__The problem__. Each image should be skipped while the records are restated word for word.

__Data provided__.

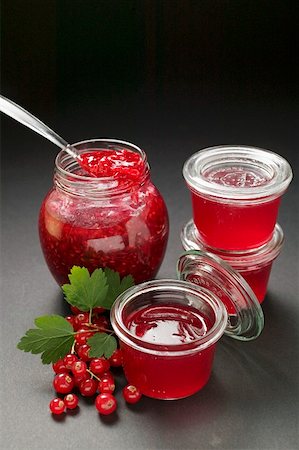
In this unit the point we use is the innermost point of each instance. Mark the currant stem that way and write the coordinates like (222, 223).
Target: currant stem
(93, 375)
(95, 329)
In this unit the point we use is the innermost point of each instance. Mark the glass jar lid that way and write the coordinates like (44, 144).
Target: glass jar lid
(238, 259)
(245, 315)
(237, 173)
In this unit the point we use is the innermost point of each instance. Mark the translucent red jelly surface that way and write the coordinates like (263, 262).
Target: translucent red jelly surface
(227, 224)
(127, 233)
(233, 227)
(168, 377)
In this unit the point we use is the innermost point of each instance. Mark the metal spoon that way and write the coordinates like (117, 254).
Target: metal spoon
(26, 118)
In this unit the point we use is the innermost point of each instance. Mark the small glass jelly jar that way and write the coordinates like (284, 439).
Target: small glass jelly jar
(97, 222)
(168, 329)
(253, 264)
(236, 192)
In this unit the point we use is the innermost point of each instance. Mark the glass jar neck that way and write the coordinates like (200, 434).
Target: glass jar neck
(69, 177)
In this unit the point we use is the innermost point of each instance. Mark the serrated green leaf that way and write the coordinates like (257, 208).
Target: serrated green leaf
(116, 286)
(53, 338)
(86, 291)
(101, 344)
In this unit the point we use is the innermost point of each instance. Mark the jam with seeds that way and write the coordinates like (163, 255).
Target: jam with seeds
(107, 215)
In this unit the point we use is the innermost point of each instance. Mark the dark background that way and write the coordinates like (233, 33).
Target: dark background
(172, 76)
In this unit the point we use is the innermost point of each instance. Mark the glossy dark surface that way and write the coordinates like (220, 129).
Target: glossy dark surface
(173, 77)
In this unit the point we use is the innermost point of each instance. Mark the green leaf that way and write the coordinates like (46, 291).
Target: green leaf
(116, 286)
(53, 338)
(101, 344)
(86, 291)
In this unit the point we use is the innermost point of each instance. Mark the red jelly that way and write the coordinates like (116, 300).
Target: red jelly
(254, 264)
(116, 219)
(236, 193)
(168, 331)
(168, 338)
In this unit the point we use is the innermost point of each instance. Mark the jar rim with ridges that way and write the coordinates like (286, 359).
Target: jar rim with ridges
(272, 173)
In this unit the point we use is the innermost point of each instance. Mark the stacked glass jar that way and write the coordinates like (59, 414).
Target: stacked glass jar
(236, 193)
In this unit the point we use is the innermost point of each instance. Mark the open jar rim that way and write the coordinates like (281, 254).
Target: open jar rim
(195, 295)
(274, 167)
(238, 259)
(68, 178)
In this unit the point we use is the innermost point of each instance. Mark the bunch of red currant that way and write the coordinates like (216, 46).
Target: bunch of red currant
(89, 376)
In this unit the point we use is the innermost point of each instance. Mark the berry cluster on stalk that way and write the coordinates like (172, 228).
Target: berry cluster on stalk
(80, 374)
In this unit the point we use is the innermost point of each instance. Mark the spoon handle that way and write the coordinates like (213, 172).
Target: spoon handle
(26, 118)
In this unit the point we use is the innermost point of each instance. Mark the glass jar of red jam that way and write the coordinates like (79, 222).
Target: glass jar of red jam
(236, 192)
(168, 330)
(253, 264)
(117, 221)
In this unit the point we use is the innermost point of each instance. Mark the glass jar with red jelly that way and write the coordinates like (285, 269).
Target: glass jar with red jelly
(168, 330)
(253, 264)
(116, 219)
(236, 192)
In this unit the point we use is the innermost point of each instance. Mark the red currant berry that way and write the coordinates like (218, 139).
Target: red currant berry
(82, 335)
(69, 360)
(105, 403)
(78, 379)
(63, 383)
(99, 365)
(101, 322)
(131, 394)
(57, 406)
(79, 368)
(59, 366)
(83, 352)
(80, 319)
(88, 387)
(106, 385)
(107, 374)
(116, 359)
(71, 401)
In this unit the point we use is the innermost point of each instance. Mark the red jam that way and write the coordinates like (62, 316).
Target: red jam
(168, 376)
(127, 232)
(122, 165)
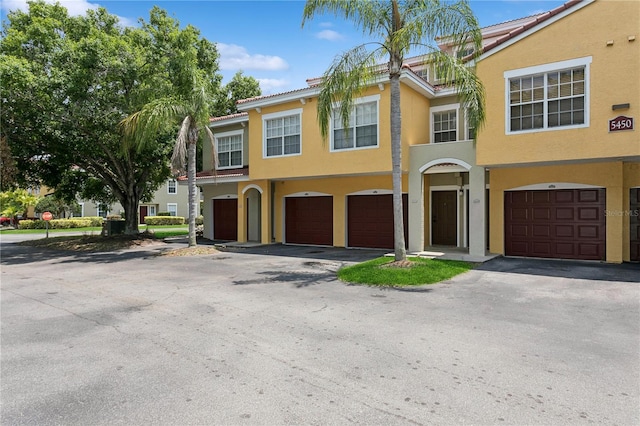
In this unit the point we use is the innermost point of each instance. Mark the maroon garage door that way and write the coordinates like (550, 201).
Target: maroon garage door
(635, 224)
(565, 224)
(370, 221)
(225, 219)
(309, 220)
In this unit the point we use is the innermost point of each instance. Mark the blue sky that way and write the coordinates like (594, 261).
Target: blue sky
(265, 39)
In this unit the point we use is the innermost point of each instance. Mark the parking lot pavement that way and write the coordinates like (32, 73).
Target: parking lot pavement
(260, 339)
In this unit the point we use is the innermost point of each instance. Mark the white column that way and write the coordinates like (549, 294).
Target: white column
(477, 212)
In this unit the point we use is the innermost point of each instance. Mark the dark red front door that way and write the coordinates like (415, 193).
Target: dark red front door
(225, 219)
(634, 222)
(444, 218)
(144, 211)
(564, 224)
(309, 220)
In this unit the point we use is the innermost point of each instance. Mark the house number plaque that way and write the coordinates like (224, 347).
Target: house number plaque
(621, 123)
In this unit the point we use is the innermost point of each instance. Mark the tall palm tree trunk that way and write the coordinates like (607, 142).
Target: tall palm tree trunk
(194, 201)
(400, 252)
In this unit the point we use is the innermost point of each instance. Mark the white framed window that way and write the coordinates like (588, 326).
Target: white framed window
(172, 186)
(470, 130)
(548, 97)
(229, 148)
(102, 210)
(282, 133)
(444, 123)
(363, 126)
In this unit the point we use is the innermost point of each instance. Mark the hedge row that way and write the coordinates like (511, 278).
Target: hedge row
(56, 223)
(164, 220)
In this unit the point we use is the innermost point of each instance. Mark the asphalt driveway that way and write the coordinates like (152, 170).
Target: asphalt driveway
(245, 337)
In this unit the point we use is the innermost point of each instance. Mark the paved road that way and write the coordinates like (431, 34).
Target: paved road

__Response below__.
In this unit the point we use is the innermost point of each instance. Mark the currant stem that way and write the coordinates like (222, 223).
Target: currant stem
(93, 375)
(95, 329)
In this unit the point we use is the innermost point of each instance. Mark the glass jar lid that way and write the coordinates like (44, 144).
Target: glass jar lid
(238, 259)
(245, 315)
(237, 173)
In this unit the point we use is the innermost point of each instance. Mark the translucent red jelly surface that way and write the coordinates like (263, 262).
Target: translucent red jelly surface
(227, 224)
(127, 233)
(233, 227)
(168, 377)
In this unit the point we use is the innermost point of each instance. Mark the metal spoon that way and write the coordinates like (117, 254).
Target: metal spoon
(26, 118)
In this unit the point we use is the innermost point of each instance. Mark the small glass jelly jar that way and write the coordinates like (284, 439).
Target: small glass jelly jar
(97, 222)
(168, 329)
(253, 264)
(236, 192)
In this unit the point we use is the innermost point of each instance. Mark the glass jar neck that way and write the coordinates like (200, 434).
Target: glass jar neck
(69, 177)
In this unit the point we use is the innermost point of each instance. Mark the serrated green leaf that way and write the coordinates like (257, 208).
Target: serrated green leaf
(116, 286)
(53, 338)
(86, 291)
(101, 344)
In this unit the point we use is the innermost point of each instance. Mark the jam with seeds that way and write the coordinates like (163, 255).
Target: jam with seeds
(107, 215)
In this unit the point we use is the innermost point of each instance. Mark the dark background that way and write the coordinates like (233, 33).
Target: dark background
(172, 76)
In this unit the point we use is the innermost point of each instance. Mark the glossy dark surface that way and write the coordinates like (220, 129).
Target: glossy dark surface
(173, 77)
In this unit the point we use is the innermost point of each instance. Mark the green leaf that way and write the coordinates like (46, 291).
Target: green leaf
(116, 286)
(53, 338)
(101, 344)
(86, 291)
In this unit the point we use is the innermost point of each instance. Mark the red jelly that way and write the coordinates like (116, 300).
Target: red jelly
(254, 264)
(116, 219)
(236, 193)
(168, 331)
(168, 338)
In this unit the point we use is the innermost point of each instance. Mark the jar rim with ridges that way and write the coordinates like (286, 359).
Target: jar rim with ridges
(272, 173)
In this unit the point we use is the innermost point of each instance. Mark the stacked glass jar that way and write the coordinates like (59, 414).
Target: stacked glass jar
(236, 193)
In this unit the point we use is the innermost point of each instance. Mark the open jar rim that way and write the coordinates like (281, 254).
Target: open jar rim
(195, 295)
(274, 167)
(238, 259)
(68, 178)
In this unit the point we use is the innermost point of each instance. Mark the bunch of red currant that way and write the coordinates like (216, 46).
Target: bunch of red currant
(89, 376)
In this unit the point we use is the innermost point of each instance. Mark the berry cluster on stalk that way and write the coordinates like (172, 228).
Target: berry cluster on stalk
(80, 374)
In this unit the point we use is the innermost point of each instance. Mark the spoon handle that way and write the coordinates like (213, 172).
Target: spoon handle
(26, 118)
In this unit the point we use is the innermost point of each instance. Mark the glass jar of red jam that way and write the coordinates like (79, 222).
Target: glass jar of red jam
(236, 192)
(168, 330)
(253, 264)
(117, 221)
In this unit the point we use is the innermost point of each instance. Mark the glass jar with red jelly that way and write the coordinates like (285, 269).
Target: glass jar with red jelly
(168, 330)
(253, 264)
(116, 219)
(236, 192)
In this unit the point we use is the innermost point of each instance. Mark the red currant berry that way and write the coordinates like (218, 139).
Target: red currant berry
(82, 335)
(69, 360)
(105, 403)
(78, 379)
(63, 383)
(99, 365)
(101, 322)
(131, 394)
(57, 406)
(79, 368)
(59, 366)
(83, 352)
(80, 319)
(88, 387)
(106, 385)
(107, 374)
(116, 359)
(71, 401)
In this unit the point we use is the innermost point of each instance. Mark the red jam that way and write the coordinates like (62, 316).
Target: red jam
(168, 376)
(127, 232)
(122, 165)
In this unit the point we use is the innermost point of each instance. Mark the maroon garage door that way and write the coordinates like (550, 201).
Target: maroon garage door
(635, 224)
(565, 224)
(370, 221)
(225, 219)
(309, 220)
In this unit the point we use is the innermost point of each instance. Mark the blue sky that way and write the coordinates like (594, 261).
Target: blue sky
(265, 39)
In this unit the point we use is the innermost point of each instance. Mark the parking lot pavement that way and write the coordinates like (32, 73).
Target: parking lot pavement
(260, 339)
In this unit the point we use is the innermost point of each instance. Mark the white column that way and write the coordinates like (549, 294).
Target: white column
(477, 212)
In this unit the point we use is the innermost point of each instance. Mark the dark red front door that way and write the coordinates like (415, 193).
Target: dark red front door
(225, 219)
(634, 222)
(444, 218)
(144, 211)
(564, 224)
(309, 220)
In this unit the point we use is the innermost point of each instance. Mark the house number plaque that way and write the coordinates like (224, 347).
Target: house number plaque
(621, 123)
In this unit the point we use is the innermost point of each instance. Mark the tall palm tree trunk that way and write the coordinates like (607, 142).
Target: tall palm tree trunk
(194, 201)
(400, 252)
In this unit the point we use is the innermost point of each instance. Mark the white framed window that way and write the coordinates like (588, 326).
Target: white framed window
(172, 186)
(470, 130)
(548, 97)
(229, 148)
(102, 210)
(282, 133)
(444, 123)
(363, 126)
In this unit the point we use is the innermost point of each instance. Mark the hedge row that way and write the coordinates like (511, 278).
Target: hedge row
(56, 223)
(164, 220)
In this unit the point we use is the innermost point of each instance. Mark the asphalt driveway that way and write the coordinates like (152, 170).
Target: asphalt driveway
(245, 337)
In this unit the point we use is the innermost point of each instance. Mark the paved road that way and write the coordinates like (431, 34).
Target: paved road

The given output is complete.